Stated exercise A =>
From the Amber mailing-list reply about histogram agreement, quote the passage that begins at the words "Re: [AMBER] What" and stops after the words "case it does.".
Stated exercise B =>
According to the Amber mailing-list reply about histogram agreement, why are the histograms of the first and second half quite similar during a short run?

Text section =>
┄┄┄┄┄┄┄┄┄┄┄┄┄┄┄┄┄┄┄┄

Re: [AMBER] What is the typical stimulation time? from Carlos Simmerling on 2012-07-06 (Amber Archive Jul 2012)

From: Carlos Simmerling <carlos.simmerling.gmail.com>
Date: Fri, 6 Jul 2012 14:21:55 -0400

what i meant was fairly simplistic... imagine that you want to look at the
histogram of some distance distribution. during a short run, the structure
won't change much, so the histograms of first and second half are quite
similar. when you extend the run, and more of conformational space is
sampled, the histograms may not match, until much later, when everything
has been sampled many times and the same distribution is obtained in the
first and second half. My point was that the agreement in the data in the
first case does not reliably indicate that a longer run would keep giving
the same results, whereas in the last case it does.

┄┄┄┄┄┄┄┄┄┄┄┄┄┄┄┄┄┄┄┄

Excerpted records =>
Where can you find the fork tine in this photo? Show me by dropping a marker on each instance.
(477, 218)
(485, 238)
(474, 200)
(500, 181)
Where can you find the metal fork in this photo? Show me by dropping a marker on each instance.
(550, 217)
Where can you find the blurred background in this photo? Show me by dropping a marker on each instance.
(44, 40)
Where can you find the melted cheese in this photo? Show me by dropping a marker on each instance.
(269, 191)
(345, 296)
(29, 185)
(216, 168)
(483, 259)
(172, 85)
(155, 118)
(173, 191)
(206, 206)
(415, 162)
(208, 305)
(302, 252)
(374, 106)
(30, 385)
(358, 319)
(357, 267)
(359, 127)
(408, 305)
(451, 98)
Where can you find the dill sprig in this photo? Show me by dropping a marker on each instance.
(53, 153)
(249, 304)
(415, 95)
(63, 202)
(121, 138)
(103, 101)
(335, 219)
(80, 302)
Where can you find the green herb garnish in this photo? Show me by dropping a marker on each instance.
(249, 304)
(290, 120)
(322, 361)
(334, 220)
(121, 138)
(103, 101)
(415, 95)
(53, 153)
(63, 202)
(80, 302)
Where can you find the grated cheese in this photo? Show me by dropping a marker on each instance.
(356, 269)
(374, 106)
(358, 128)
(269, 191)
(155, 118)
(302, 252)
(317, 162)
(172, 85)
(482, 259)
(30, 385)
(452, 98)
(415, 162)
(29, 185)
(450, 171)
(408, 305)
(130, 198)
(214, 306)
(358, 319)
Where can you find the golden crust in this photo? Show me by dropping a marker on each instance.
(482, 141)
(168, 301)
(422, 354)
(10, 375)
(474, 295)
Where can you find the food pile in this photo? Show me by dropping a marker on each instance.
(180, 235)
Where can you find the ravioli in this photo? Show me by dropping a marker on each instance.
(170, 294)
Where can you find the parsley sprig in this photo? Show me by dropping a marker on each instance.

┄┄┄┄┄┄┄┄┄┄┄┄┄┄┄┄┄┄┄┄

Written answer A =>
Re: [AMBER] What is the typical stimulation time? from Carlos Simmerling on 2012-07-06 (Amber Archive Jul 2012)

From: Carlos Simmerling <carlos.simmerling.gmail.com>
Date: Fri, 6 Jul 2012 14:21:55 -0400

what i meant was fairly simplistic... imagine that you want to look at the
histogram of some distance distribution. during a short run, the structure
won't change much, so the histograms of first and second half are quite
similar. when you extend the run, and more of conformational space is
sampled, the histograms may not match, until much later, when everything
has been sampled many times and the same distribution is obtained in the
first and second half. My point was that the agreement in the data in the
first case does not reliably indicate that a longer run would keep giving
the same results, whereas in the last case it does.

Written answer B =>
During a short run, the structure won't change much.